++++ Task data

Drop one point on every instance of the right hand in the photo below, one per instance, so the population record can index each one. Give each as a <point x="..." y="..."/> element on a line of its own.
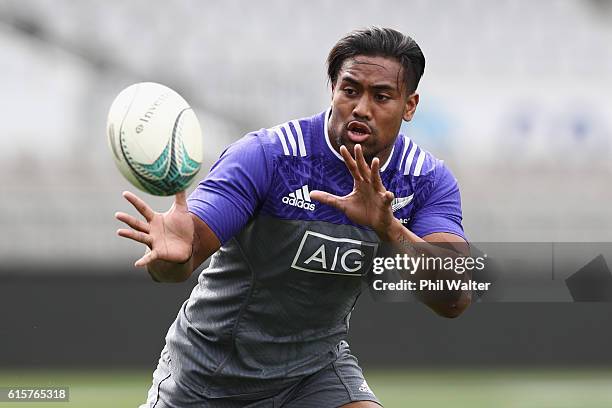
<point x="168" y="235"/>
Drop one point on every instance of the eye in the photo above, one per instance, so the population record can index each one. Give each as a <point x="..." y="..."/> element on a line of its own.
<point x="349" y="91"/>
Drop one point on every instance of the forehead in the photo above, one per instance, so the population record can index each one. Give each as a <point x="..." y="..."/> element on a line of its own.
<point x="369" y="69"/>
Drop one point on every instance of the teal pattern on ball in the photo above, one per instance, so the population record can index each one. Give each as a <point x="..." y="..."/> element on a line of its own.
<point x="171" y="172"/>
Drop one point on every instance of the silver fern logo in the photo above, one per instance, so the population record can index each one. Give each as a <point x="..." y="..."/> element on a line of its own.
<point x="401" y="202"/>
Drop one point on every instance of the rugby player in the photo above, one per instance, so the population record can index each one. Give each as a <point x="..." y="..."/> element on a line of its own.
<point x="292" y="216"/>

++++++++

* What the task requires:
Render all of the data above as a two-column CSV with the headers input and output, giving one row per entry: the entry's text under input and its answer under output. Put each field in quotation marks, replace line breaks with spaces, and leave out the pictures.

* Exercise answer:
input,output
"Drop one point on every instance of the right hand in the photo below, one per instance, so the population record can index each one. Give each as a <point x=""..."" y=""...""/> element on a line of its own.","<point x=""168"" y=""235""/>"
"Drop one point on every instance of the eye in the photo above, one per instance, so the population record can index each one. Give each as a <point x=""..."" y=""...""/> element on a line of its own.","<point x=""349"" y=""91""/>"
"Drop one point on every instance of the forehead in the photo above, one per instance, so the population record can index each one. Give each as a <point x=""..."" y=""...""/> element on a line of its own.","<point x=""369"" y=""69""/>"
"Drop one point on every instance of the teal pattern on ball in the photo above, one per instance, so the population record can index each one. Give each as a <point x=""..."" y=""...""/> element on a line of its own.","<point x=""171"" y=""172""/>"
"Drop one point on every instance of the silver fern logo in the photo above, one per instance, so the population record can index each one. Give each as a <point x=""..."" y=""...""/> element on a line of its own.","<point x=""401"" y=""202""/>"
"Drop one point on every instance of the rugby player in the photo above, one per instance, so the population record can index each one. Give each as a <point x=""..."" y=""...""/> element on a line of its own.","<point x=""292"" y=""216""/>"